* **Try it**: Go through the lines below, tally those that include the word "window", and give only the tally.

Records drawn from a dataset
▶

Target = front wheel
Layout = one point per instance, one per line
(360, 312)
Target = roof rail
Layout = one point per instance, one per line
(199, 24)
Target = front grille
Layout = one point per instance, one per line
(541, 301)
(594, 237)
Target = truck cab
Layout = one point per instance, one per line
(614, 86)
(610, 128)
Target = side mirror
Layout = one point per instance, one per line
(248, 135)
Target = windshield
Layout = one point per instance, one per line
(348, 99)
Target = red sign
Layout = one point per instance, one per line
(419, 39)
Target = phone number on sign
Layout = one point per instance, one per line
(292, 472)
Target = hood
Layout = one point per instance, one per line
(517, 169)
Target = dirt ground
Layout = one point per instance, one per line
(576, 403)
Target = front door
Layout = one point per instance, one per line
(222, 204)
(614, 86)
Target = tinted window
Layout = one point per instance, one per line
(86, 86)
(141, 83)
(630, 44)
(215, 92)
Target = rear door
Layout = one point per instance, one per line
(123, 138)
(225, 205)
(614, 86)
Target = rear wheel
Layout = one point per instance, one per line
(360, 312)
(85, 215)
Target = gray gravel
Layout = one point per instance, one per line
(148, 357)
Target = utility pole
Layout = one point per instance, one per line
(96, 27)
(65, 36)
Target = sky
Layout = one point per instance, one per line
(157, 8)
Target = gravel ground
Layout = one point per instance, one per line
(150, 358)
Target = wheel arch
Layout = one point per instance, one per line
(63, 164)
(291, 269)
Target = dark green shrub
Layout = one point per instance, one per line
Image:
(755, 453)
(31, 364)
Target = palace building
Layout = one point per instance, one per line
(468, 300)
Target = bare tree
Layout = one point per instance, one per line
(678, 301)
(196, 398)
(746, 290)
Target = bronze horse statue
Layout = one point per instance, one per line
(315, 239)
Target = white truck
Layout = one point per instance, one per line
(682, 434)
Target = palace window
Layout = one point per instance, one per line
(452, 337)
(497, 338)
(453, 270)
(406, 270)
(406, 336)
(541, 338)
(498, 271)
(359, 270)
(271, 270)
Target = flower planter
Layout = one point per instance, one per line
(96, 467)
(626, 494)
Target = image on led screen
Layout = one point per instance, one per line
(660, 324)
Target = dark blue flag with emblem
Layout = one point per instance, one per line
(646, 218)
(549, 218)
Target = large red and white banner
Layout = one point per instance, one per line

◀

* **Answer below**: 2